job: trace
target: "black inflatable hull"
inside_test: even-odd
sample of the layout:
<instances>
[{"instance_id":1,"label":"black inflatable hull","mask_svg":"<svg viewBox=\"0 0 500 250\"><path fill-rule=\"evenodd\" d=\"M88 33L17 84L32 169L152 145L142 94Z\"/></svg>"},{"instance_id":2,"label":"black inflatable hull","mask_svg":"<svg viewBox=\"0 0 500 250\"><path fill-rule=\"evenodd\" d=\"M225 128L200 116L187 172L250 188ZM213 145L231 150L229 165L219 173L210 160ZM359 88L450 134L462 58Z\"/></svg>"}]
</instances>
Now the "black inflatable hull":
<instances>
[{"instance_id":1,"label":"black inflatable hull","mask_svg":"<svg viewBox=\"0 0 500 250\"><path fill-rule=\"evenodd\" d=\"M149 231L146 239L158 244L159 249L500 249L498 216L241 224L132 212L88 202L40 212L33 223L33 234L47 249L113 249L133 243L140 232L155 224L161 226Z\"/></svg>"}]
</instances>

● **PROBLEM DESCRIPTION**
Exactly as they stand above, write out the entries.

● **FINAL ANSWER**
job: trace
target: "black inflatable hull"
inside_test: even-odd
sample of the layout:
<instances>
[{"instance_id":1,"label":"black inflatable hull","mask_svg":"<svg viewBox=\"0 0 500 250\"><path fill-rule=\"evenodd\" d=\"M88 33L17 84L32 169L152 145L142 94Z\"/></svg>"},{"instance_id":2,"label":"black inflatable hull","mask_svg":"<svg viewBox=\"0 0 500 250\"><path fill-rule=\"evenodd\" d=\"M225 128L200 116L187 172L250 188ZM213 145L231 150L229 165L219 173L210 160ZM359 88L450 134L462 58Z\"/></svg>"}]
</instances>
Now the "black inflatable hull":
<instances>
[{"instance_id":1,"label":"black inflatable hull","mask_svg":"<svg viewBox=\"0 0 500 250\"><path fill-rule=\"evenodd\" d=\"M149 231L146 239L158 244L159 249L500 249L498 216L241 224L132 212L88 202L40 212L33 223L33 234L47 249L113 249L133 243L140 232L155 224L161 226Z\"/></svg>"}]
</instances>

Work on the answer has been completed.